Continue the passage on the defining property of 24 from the point where it stops.

[Begin Document excerpt]

The defining property of 24

From Wikipedia on 24:

“$24$ is the only number whose divisors, namely $1, 2, 3, 4, 6, 8, 12, 24$, are exactly those numbers $n$ for which every invertible element of the commutative ring $\mathbb{Z}/n\mathbb{Z}$ is a square root of $1$. It follows that the multiplicative group $(\mathbb{Z}/24\mathbb{Z})^* = \{ \pm 1, \pm 5, \pm 7, \pm 11 \}$ is isomorphic to the additive group $(\mathbb{Z}/2\mathbb{Z})^3$. This fact plays a role in monstrous moonshine.”

Where did that come from?

In the original “Monstrous Moonshine” paper by John Conway and Simon Norton, section 3 starts with:

“It is a curious fact that the divisors $h$ of $24$ are precisely those numbers $h$ for which $x.y \equiv 1~(mod~h)$ implies $x \equiv y~(mod~h)$.”

and a bit further they even call this fact:

“our ‘defining property of $24$'”.

The proof is pretty straightforward.

We want all $h$ such that every unit in $\mathbb{Z}/h \mathbb{Z}$ has order two.

By the Chinese remainder theorem we only have to check this for prime powers dividing $h$.

$5$ is a unit of order $4$ in $\mathbb{Z}/16 \mathbb{Z}$.

$2$ is a unit of order $6$ in $\mathbb{Z}/ 9 \mathbb{Z}$.

A generator of the cyclic group $(\mathbb{Z}/p\mathbb{Z})^*$ is a unit of order $p-1 > 2$ in $\mathbb{Z}/p \mathbb{Z}$, for any prime number $p \geq 5$.

This only leaves those $h$ dividing $2^3.3=24$.

But, what does it have to do with monstrous moonshine?

[End Document excerpt]
[Begin Supplied material]

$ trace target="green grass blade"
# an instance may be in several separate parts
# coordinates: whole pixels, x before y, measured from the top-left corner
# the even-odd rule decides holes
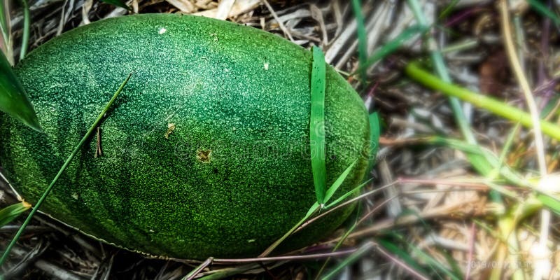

[End Supplied material]

▶ Answer to the problem:
Moonshine assigns to elements of the Monster group $\mathbb{M}$ a specific subgroup of $SL_2(\mathbb{Q})$ containing a cofinite congruence subgroup

\[
\Gamma_0(N) = \{ \begin{bmatrix} a & b \\ cN & d \end{bmatrix}~|~a,b,c,d \in \mathbb{Z}, ad-Nbc = 1 \} \]

for some natural number $N = h.n$ where $n$ is the order of the monster-element, $h^2$ divides $N$ and … $h$ is a divisor of $24$.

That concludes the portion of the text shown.